--- What needs to be done ---
Type out the data again, word for word and in full.

--- START ---

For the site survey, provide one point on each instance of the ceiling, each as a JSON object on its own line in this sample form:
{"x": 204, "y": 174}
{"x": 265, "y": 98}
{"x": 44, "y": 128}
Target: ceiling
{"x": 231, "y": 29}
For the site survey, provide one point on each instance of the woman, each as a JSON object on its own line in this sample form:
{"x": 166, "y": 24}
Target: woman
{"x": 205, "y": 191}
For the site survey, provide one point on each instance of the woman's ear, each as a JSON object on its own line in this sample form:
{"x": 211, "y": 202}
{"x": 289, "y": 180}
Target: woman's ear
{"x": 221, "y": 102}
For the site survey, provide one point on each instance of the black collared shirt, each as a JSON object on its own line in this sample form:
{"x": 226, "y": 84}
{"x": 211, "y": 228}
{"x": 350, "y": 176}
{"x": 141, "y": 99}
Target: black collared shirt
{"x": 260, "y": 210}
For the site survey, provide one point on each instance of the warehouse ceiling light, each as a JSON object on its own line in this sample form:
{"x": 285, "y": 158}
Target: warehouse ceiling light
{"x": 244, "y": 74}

--- END ---

--- Exercise response ---
For the site survey, provide one point on each instance of the ceiling, each as a JSON object on its own line in this sample form:
{"x": 204, "y": 174}
{"x": 265, "y": 98}
{"x": 44, "y": 128}
Target: ceiling
{"x": 231, "y": 29}
For the site survey, provide one point on each instance of the woman, each as a JSON object on its own line in this sample form:
{"x": 166, "y": 24}
Target: woman
{"x": 205, "y": 191}
For the site survey, provide one point on each instance of the woman's ear, each as a JSON object on its own line in this sample form:
{"x": 211, "y": 202}
{"x": 289, "y": 180}
Target: woman's ear
{"x": 221, "y": 102}
For the site survey, provide one point on each instance of the black collared shirt, each as a JSON object on its own line in this sample form:
{"x": 226, "y": 84}
{"x": 211, "y": 228}
{"x": 350, "y": 176}
{"x": 141, "y": 99}
Target: black collared shirt
{"x": 260, "y": 210}
For the site survey, provide one point on each instance of the warehouse ceiling light, each as a JSON object on its own line in this sample form:
{"x": 285, "y": 158}
Target: warehouse ceiling light
{"x": 244, "y": 74}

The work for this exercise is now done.